**TEXTABSCHNITT:**
══════

# taz.de -- Friedensnobelpreis für die EU: Jetzt also auch wir. Danke, ganz lieb.
       
       > Kommt diese Ehrung zur Unzeit – jetzt, wo dem Projekt die Luft ausgeht?
       > Oder ist sie womöglich doch ein kleiner, nützlicher Beitrag zur
       > europäischen Identität?
       
 (IMG) Bild: Jetzt nur nicht abheben: Wir alle sind Friedensnobelpreis!
       
       WIEN taz | Wir sind Papst! war gestern. Jetzt gilt: Wir sind
       Friedensnobelpreisträger! Wir alle, Bürger und Bürgerinnen der Europäischen
       Union, wurden vom Komitee in Oslo ausgewählt und geehrt, wegen des
       historischen Friedensprojekts, das wir verwirklicht haben. Wenn das nur gut
       geht, können jetzt Zyniker einwerfen: Haben nicht schon Henry Kissinger und
       Jassir Arafat diesen Preis gekriegt? Jetzt also auch wir. Danke, ganz lieb.
       
       Aber Zynismus ist, wie immer, billig. Und gerechtfertigt ist dieser Preis
       allemal. Ein Kontinent, dessen Nationen jahrhundertelang in Machtkonkurrenz
       zueinander standen und verheerende Kriege vom Zaun brachen, wurde in
       kleinen Schritten zu einer „Europäischen Union“ geeint, von visionären
       Politikern. Gewiss, die meisten von denen sind heute tot, und ihre
       Nachfolger und Nachfolgerinnen sind nicht immer so visionär, aber
       preiswürdig ist das allemal.
       
       Nur, kommt der Preis nicht zur Unzeit? Was soll so ein Preis in dem Moment,
       in dem diesem Projekt offenkundig die Luft ausgeht? Vor unser aller Augen
       droht diese Europäische Union in nationalem Hickhack zu zerfallen. Deutsche
       gegen Griechen, Südländer gegen Nordländer, die „Unsoliden“ gegen die
       „Soliden“. Die heutigen Staatenlenker spielen sogar mit auf der Klaviatur
       der niedrigen Ressentiments. Populisten wettern gegen „Brüssel“. Und machen
       damit schnelle Punkte bei einer Bürgerschaft, die eher ein angewidertes
       Publikum ist, das so ziemlich gegen alles wütend ist, womit die
       technokratische, etablierte Politik verbunden werden kann.
       
       ## Hat die EU den Preis verdient?

══════

**VORLIEGENDE DATEN:**
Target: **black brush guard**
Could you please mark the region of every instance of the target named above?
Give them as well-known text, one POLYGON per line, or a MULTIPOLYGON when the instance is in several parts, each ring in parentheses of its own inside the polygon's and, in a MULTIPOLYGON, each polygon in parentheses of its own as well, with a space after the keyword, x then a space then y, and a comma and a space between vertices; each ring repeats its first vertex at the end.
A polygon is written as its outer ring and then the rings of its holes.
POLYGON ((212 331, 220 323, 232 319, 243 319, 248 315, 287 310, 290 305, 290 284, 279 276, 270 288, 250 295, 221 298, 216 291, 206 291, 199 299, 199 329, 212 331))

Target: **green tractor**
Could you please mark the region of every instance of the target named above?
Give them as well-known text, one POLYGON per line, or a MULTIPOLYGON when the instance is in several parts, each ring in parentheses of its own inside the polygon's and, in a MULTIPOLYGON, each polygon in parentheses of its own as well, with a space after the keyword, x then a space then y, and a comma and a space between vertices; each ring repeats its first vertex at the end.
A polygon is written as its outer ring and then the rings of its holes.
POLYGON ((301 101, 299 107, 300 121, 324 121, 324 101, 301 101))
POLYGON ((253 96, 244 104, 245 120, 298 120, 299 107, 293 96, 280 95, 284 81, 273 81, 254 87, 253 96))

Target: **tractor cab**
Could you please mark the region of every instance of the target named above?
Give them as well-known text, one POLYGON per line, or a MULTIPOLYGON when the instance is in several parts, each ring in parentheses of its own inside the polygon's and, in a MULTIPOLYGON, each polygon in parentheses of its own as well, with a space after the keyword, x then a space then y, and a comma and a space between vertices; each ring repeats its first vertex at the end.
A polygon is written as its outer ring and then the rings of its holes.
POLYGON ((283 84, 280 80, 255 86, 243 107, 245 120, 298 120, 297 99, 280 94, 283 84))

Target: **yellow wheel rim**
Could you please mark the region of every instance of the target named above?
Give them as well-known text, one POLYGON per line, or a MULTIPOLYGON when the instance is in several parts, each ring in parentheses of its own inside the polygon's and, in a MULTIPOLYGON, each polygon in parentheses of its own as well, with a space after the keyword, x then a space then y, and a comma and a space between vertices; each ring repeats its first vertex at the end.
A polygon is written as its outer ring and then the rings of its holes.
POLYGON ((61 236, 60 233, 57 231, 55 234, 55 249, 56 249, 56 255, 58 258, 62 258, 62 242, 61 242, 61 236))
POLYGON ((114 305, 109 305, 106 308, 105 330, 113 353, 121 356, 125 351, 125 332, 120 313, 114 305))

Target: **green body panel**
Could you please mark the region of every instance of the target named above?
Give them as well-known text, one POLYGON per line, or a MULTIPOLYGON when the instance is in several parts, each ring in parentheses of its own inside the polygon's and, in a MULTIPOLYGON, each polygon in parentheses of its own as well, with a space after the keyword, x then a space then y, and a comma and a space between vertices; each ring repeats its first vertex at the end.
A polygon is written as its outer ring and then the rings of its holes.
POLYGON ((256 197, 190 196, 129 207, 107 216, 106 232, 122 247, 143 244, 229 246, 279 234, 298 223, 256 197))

══════

**SCHRIFTLICHE AUFGABE 1:** Schreiben Sie aus dem Text über den Friedensnobelpreis für die EU die Stelle von „(IMG) Bild: Jetzt“ bis einschließlich „gekriegt? Jetzt also auch wir. Danke, ganz lieb.“ wortgetreu ab.
**SCHRIFTLICHE AUFGABE 2:** Welche zwei früheren Preisträger könnten Zyniker laut dem Text über den Friedensnobelpreis für die EU anführen?
**SCHRIFTLICHE AUFGABE 3:** Nennen Sie alle Gegensatzpaare, die der Text über den Friedensnobelpreis für die EU für das nationale Hickhack in der Europäischen Union aufzählt.

**RICHTIGE ANTWORT 1:**
(IMG) Bild: Jetzt nur nicht abheben: Wir alle sind Friedensnobelpreis!
       
       WIEN taz | Wir sind Papst! war gestern. Jetzt gilt: Wir sind
       Friedensnobelpreisträger! Wir alle, Bürger und Bürgerinnen der Europäischen
       Union, wurden vom Komitee in Oslo ausgewählt und geehrt, wegen des
       historischen Friedensprojekts, das wir verwirklicht haben. Wenn das nur gut
       geht, können jetzt Zyniker einwerfen: Haben nicht schon Henry Kissinger und
       Jassir Arafat diesen Preis gekriegt? Jetzt also auch wir. Danke, ganz lieb.

**RICHTIGE ANTWORT 2:** Henry Kissinger und Jassir Arafat

**RICHTIGE ANTWORT 3:**
- Deutsche gegen Griechen
- Südländer gegen Nordländer
- die „Unsoliden“ gegen die „Soliden“